(begin)

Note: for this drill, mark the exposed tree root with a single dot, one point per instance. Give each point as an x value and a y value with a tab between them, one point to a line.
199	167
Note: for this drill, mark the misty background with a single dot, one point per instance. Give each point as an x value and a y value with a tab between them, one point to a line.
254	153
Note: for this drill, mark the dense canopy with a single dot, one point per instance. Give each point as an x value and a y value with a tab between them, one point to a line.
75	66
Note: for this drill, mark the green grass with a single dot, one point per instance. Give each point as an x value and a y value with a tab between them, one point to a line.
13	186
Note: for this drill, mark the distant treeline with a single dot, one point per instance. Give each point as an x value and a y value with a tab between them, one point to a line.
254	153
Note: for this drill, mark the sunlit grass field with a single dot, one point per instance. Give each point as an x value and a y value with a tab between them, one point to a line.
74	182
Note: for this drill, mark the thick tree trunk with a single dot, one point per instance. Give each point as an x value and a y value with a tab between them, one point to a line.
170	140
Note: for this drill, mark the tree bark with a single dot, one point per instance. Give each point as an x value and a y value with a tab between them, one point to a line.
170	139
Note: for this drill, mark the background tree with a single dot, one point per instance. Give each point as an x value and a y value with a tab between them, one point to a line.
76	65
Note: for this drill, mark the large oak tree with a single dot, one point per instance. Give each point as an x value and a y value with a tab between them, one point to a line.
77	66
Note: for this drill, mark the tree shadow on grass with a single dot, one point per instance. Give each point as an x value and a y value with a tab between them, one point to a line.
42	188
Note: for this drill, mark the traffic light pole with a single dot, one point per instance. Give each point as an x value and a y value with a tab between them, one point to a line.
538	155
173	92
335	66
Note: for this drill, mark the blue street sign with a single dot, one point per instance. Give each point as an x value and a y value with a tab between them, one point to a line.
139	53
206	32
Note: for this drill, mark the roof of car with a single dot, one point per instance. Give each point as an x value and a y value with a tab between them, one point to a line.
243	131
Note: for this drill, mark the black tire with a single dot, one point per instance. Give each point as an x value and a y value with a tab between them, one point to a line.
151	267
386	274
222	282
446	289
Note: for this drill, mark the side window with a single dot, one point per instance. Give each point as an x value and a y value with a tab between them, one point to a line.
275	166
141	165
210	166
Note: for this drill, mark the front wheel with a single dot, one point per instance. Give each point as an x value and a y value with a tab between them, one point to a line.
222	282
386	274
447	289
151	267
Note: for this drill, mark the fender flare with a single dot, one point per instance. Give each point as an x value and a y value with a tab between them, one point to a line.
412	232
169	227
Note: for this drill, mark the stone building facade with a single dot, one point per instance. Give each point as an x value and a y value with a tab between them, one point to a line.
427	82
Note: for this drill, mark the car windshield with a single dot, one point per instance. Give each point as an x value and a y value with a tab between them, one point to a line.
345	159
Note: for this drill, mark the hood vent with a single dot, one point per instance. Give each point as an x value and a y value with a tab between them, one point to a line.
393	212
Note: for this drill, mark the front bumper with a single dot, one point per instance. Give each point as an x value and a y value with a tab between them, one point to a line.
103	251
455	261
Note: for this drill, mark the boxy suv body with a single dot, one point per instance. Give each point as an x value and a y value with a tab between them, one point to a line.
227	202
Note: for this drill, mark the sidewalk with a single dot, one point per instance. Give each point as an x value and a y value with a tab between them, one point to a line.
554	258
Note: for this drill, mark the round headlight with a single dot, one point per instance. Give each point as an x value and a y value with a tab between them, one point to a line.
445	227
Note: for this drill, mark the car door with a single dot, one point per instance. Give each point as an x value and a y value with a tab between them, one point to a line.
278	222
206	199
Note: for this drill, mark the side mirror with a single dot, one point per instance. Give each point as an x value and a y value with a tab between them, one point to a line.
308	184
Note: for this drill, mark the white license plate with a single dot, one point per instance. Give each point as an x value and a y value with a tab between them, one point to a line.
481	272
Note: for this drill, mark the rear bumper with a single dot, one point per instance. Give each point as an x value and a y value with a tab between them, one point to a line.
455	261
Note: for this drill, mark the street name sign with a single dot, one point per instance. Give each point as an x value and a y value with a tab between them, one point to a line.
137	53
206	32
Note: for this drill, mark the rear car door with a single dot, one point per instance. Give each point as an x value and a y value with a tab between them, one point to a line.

(end)

= Problem =
Reproduce all of the entries above verbatim, keeping every line and its order unchanged.

= Task answer =
Note: for this drill, mark the exposed tree root with a single dot, one point per instance. Give each point as an x value and a y value with a tab between them, one point to a line.
199	167
Note: for this drill, mark the misty background with a single dot, one point per instance. Give each point as an x value and a y value with a tab between them, one point to a line.
254	153
Note: for this drill, mark the dense canopy with a single dot, one point per instance. Give each point as an x value and a y value with a tab between them, one point to a line.
75	66
Note: for this drill, mark the green grass with a single dot, one point per instance. Give each point as an x value and a y value with a tab between them, one point to a line.
13	186
Note: for this drill, mark the distant treeline with a single dot, one point per instance. Give each point as an x value and a y value with a tab between them, one point to a line.
254	153
Note: for this drill, mark the sunlit grass field with a single dot, one point per instance. Give each point as an x value and a y value with a tab between them, one point to a line.
74	182
Note: for this drill, mark the thick tree trunk with a single dot, one point per instance. Give each point as an x value and a y value with a tab between them, one point to a line.
170	140
Note: for this drill, mark the tree bark with a single dot, one point per instance. Give each point as an x value and a y value with a tab between them, one point to a line.
170	139
Note: for this drill, mark the background tree with a single dot, one point per instance. Give each point as an x value and a y value with a tab between them, one point to a line.
76	65
Note: for this drill, mark the large oak tree with a single dot, one point per instance. Give each point as an x value and a y value with a tab between them, one point to a line.
77	66
Note: for this drill, mark the tree shadow on grass with a single dot, one point per instance. Give each point as an x value and a y value with a tab between them, one point to a line.
42	188
Note: for this drill, mark the traffic light pole with a single dot, one point per instance. Give each point as an x value and a y value with a tab between them, one point to a line.
538	155
173	92
335	66
Note: for this drill, mark the blue street sign with a single dot, one point per instance. Give each point as an x value and a y value with a tab between them, one point to a line.
139	53
206	32
Note: for this drill, mark the roof of car with a single dot, one point per instance. Give each point as an x value and a y value with a tab between them, one point to a line.
243	131
Note: for this drill, mark the black tire with a single dot, one point per instance. Give each point as an x value and a y value with a tab between them, one point to a line.
151	267
386	274
222	282
446	289
Note: for this drill, mark the side window with a single dot, one point per instance. Give each point as an x value and a y value with a tab between them, one point to a line.
275	166
141	165
210	166
Note: for this drill, mark the front wheel with a single dot, one point per instance. Give each point as an x value and a y value with a tab between them, one point to a line.
222	282
386	274
447	289
151	267
Note: for this drill, mark the fender flare with a single dot, one point per instance. Give each point as an x value and a y value with a tab between them, one point to a line.
412	232
169	227
Note: for this drill, mark the stone building facade with a single dot, one point per instance. Give each point as an x value and a y value with a tab between them, one point to a line.
427	82
Note: for this drill, mark the car windshield with a single dot, one point per instance. Give each point as an x value and a y value with a tab between them, one point to a line.
345	159
Note: for this drill, mark the hood vent with a single dot, one point per instance. Give each point as an x value and a y value with a tab between them, one point to a line.
393	212
Note: for this drill, mark the front bumper with a single dot, one point per instance. Give each point as an x value and a y value with a tab between them, one point to a line.
103	251
455	261
Note: for this drill, mark the boxy suv body with a single dot, one point per instance. Give each point as an x value and a y value with a tab between them, one point to a line.
227	202
Note: for this drill, mark the sidewalk with a single dot, one point per instance. Give each point as an x value and a y value with a tab between them, one point to a line.
554	258
Note: for this drill, mark the round headlight with a single dot, one point per instance. Give each point as an x value and a y value with a tab between them, one point to a line.
445	227
Note: for this drill, mark the car door with a single dot, one point per instance. Give each point as an x value and a y value with a tab between them, one point to a line.
278	222
206	199
Note: for this drill, mark the side mirror with a single dot, one point per instance. Give each point as an x value and a y value with a tab between them, one point to a line.
308	184
Note: for this drill, mark the white license plate with a single dot, one point per instance. Give each point as an x value and a y value with a tab between them, one point to a line.
481	272
Note: for this drill, mark the rear bumper with a single dot, one point per instance. Give each point as an x value and a y value with a tab between them, one point to a line.
455	261
Note: for this drill, mark the street name sign with a single dot, one point per instance. Give each point as an x value and a y value with a tab between them, one point to a line.
137	53
206	32
Note: for this drill, mark the rear car door with a single dot, one point per instance. Give each point as an x value and a y value with a tab between them, one point to a line.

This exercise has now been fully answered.